How to complete this task: Copy the data that follows, exactly and completely.

Saved entries:

■ ■ ■ ■

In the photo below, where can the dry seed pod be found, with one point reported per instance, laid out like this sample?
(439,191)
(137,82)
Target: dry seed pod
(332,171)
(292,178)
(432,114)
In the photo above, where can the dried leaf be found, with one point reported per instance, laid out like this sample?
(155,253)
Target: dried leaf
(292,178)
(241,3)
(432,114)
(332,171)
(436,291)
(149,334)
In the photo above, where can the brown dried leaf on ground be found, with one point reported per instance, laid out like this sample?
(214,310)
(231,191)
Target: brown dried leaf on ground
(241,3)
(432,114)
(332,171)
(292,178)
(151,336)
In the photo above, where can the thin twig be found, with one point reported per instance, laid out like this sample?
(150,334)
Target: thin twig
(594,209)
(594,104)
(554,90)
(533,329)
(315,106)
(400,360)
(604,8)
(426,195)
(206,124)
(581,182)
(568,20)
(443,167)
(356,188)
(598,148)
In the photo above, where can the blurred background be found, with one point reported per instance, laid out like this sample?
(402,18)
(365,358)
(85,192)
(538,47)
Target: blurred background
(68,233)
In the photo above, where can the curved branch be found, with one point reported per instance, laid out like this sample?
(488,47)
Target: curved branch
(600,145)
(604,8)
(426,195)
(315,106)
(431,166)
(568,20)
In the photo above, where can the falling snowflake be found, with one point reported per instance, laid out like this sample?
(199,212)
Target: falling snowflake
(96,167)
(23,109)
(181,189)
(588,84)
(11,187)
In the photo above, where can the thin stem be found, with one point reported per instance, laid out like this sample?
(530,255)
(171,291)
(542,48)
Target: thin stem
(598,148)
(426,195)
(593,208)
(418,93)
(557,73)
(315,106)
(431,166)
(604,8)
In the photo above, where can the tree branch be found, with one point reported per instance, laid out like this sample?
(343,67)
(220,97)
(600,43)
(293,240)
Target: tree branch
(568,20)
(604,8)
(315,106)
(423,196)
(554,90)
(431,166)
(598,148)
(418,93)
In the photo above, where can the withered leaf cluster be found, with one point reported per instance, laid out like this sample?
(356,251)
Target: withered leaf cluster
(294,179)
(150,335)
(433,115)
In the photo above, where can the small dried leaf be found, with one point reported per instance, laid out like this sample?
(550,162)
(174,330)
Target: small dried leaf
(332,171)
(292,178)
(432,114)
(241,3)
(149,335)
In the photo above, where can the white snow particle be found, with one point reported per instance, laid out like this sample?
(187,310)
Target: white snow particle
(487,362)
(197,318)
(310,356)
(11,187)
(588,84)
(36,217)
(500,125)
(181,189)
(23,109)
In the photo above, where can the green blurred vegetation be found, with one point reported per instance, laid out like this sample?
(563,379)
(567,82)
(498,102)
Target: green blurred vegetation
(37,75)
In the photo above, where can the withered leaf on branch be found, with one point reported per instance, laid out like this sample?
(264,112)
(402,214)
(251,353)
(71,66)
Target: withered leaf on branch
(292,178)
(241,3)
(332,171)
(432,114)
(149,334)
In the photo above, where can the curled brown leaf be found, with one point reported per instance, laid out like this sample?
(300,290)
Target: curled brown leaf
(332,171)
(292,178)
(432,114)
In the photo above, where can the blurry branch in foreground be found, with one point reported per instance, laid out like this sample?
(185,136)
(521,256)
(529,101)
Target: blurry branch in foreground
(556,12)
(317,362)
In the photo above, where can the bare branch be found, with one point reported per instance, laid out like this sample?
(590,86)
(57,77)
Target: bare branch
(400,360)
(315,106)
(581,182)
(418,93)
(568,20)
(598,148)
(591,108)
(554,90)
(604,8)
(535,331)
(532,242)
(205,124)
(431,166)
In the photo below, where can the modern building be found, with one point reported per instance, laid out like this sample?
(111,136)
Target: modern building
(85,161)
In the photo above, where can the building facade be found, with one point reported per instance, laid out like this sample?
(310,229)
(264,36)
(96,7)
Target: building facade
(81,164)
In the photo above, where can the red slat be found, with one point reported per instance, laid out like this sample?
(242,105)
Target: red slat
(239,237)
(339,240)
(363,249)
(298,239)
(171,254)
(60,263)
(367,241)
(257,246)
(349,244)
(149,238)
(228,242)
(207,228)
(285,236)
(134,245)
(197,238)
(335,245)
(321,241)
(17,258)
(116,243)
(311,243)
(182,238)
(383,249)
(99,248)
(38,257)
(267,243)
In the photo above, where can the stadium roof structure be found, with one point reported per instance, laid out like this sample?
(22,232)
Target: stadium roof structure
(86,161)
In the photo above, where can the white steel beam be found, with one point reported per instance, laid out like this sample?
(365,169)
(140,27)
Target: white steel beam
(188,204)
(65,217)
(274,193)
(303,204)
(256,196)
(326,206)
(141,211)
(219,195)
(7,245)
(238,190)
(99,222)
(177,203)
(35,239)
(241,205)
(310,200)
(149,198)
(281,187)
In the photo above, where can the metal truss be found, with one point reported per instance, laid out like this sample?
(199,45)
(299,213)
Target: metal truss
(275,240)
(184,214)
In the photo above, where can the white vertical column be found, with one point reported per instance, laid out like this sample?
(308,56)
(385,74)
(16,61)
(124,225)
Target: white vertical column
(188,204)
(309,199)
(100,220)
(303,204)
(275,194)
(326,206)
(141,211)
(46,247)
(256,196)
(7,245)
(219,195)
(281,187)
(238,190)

■ ■ ■ ■

Problem solution:
In the photo below, where can the dry seed pod be found, with one point reported per instance, laid out like this sample?
(439,191)
(137,82)
Target: dry seed pod
(332,171)
(292,178)
(432,114)
In the photo above, where can the dried leaf be found, with one point reported per instance, laid out like this sample?
(155,253)
Target: dried leaf
(292,178)
(241,3)
(432,114)
(332,171)
(436,291)
(149,334)
In the photo above, where can the brown dried leaf on ground be found, with one point reported per instance, laid out like this sample?
(214,310)
(231,191)
Target: brown dried leaf on ground
(241,3)
(432,114)
(332,171)
(292,178)
(151,336)
In the photo above, where can the thin twig be found, with one point reported per instance, laid out like this sample?
(150,334)
Target: thin twig
(594,209)
(594,104)
(554,90)
(533,329)
(315,106)
(400,360)
(604,8)
(426,195)
(206,124)
(581,182)
(568,20)
(443,167)
(356,188)
(598,148)
In the photo above, where can the blurred background be found, with one point reported per instance, laid out like this sample?
(402,18)
(365,358)
(85,192)
(538,47)
Target: blurred background
(68,233)
In the photo above, where can the curved branch be found, with one point reported per instance, laid out like this sample?
(488,47)
Target: curved branch
(600,145)
(604,8)
(426,195)
(315,106)
(431,166)
(568,20)
In the photo above, where can the falling snowflake be found, with one point reported per instance, laid out like this sample?
(199,212)
Target: falling snowflake
(96,167)
(23,109)
(181,189)
(588,84)
(11,187)
In the photo above, where can the thin stem be found, with one point reported per instance, laid out like this sample?
(530,255)
(171,291)
(542,48)
Target: thin stem
(598,148)
(426,195)
(593,208)
(418,93)
(557,73)
(315,106)
(431,166)
(604,8)
In the photo above, where can the tree branch be found, with one point reported per instance, laid out like this sample?
(343,67)
(220,97)
(600,43)
(293,240)
Target: tree branch
(568,20)
(604,8)
(315,106)
(423,196)
(554,90)
(431,166)
(598,148)
(418,93)
In the photo above, where can the withered leaf cluster be found, with one point reported per instance, laid out like this sample?
(356,251)
Target: withered leaf cluster
(294,179)
(150,335)
(433,115)
In the photo above, where can the small dried leaf be found, with one point reported per instance, laid out like this sample?
(550,162)
(174,330)
Target: small dried leaf
(332,171)
(292,178)
(432,114)
(241,3)
(149,335)
In the photo above, where can the white snow particle be found, with one point reported per instance, laid out like this sample?
(187,310)
Target: white snow particle
(487,362)
(197,318)
(310,356)
(11,187)
(588,84)
(36,217)
(500,125)
(181,189)
(23,109)
In the photo above, where can the green blurred vegetation be found, with one point reported per instance, laid out like this sample?
(563,379)
(567,82)
(498,102)
Target: green blurred vegetation
(37,75)
In the photo above, where can the withered leaf on branch be found, with one point reported per instance, laid out like this sample?
(264,112)
(402,214)
(251,353)
(71,66)
Target: withered leaf on branch
(292,178)
(241,3)
(332,171)
(432,114)
(149,334)
In the photo above, where can the curled brown leaf be found, with one point reported per instance, laid out like this sample?
(300,290)
Target: curled brown leaf
(332,171)
(292,178)
(432,114)
In the photo above, where can the blurry branch in foreground be found, with one point reported per instance, laid out like this sample?
(185,136)
(521,256)
(529,101)
Target: blurry branch in foreground
(556,12)
(317,362)
In the photo above, where can the bare branch be found, with one point reported per instance, laid out like this sample?
(590,86)
(57,77)
Target: bare branch
(400,360)
(315,106)
(581,182)
(418,93)
(568,20)
(598,148)
(591,108)
(554,90)
(604,8)
(535,331)
(532,242)
(205,124)
(431,166)
In the photo below, where can the modern building be found, with one point reported per instance, laid out like this sample?
(111,136)
Target: modern building
(85,161)
In the photo above, where can the building facade be found, with one point reported per instance, laid out like this sample?
(310,229)
(264,36)
(96,7)
Target: building facade
(81,164)
In the photo above, where can the red slat be found, with one point reported per instance, laid out like this sample?
(242,105)
Target: red slat
(239,237)
(339,240)
(363,249)
(298,239)
(171,254)
(60,263)
(367,241)
(257,246)
(349,244)
(149,238)
(228,242)
(207,228)
(285,236)
(134,245)
(197,238)
(335,245)
(321,241)
(17,258)
(116,243)
(311,243)
(182,238)
(383,249)
(99,248)
(38,257)
(267,243)
In the photo above, where can the stadium roof structure be found, with one point reported per instance, laid out like this sample?
(22,232)
Target: stadium roof structure
(86,161)
In the photo above, where can the white steel beam be found, with one point reported per instance, laid out like this sample?
(365,169)
(140,27)
Target: white steel beam
(188,204)
(65,217)
(274,193)
(303,204)
(256,196)
(326,206)
(141,211)
(219,195)
(7,245)
(238,190)
(99,222)
(177,203)
(35,239)
(241,205)
(310,200)
(149,198)
(281,187)
In the photo above, where can the metal truss be found, with one point reported per instance, laid out like this sample?
(199,45)
(299,213)
Target: metal truss
(275,240)
(184,214)
In the photo above, where can the white vertical column be found, with one point reported per instance, laid out like this sample?
(308,56)
(385,74)
(16,61)
(124,225)
Target: white vertical column
(188,204)
(309,199)
(100,220)
(303,204)
(275,194)
(326,206)
(141,211)
(46,247)
(256,196)
(7,245)
(219,195)
(281,187)
(238,190)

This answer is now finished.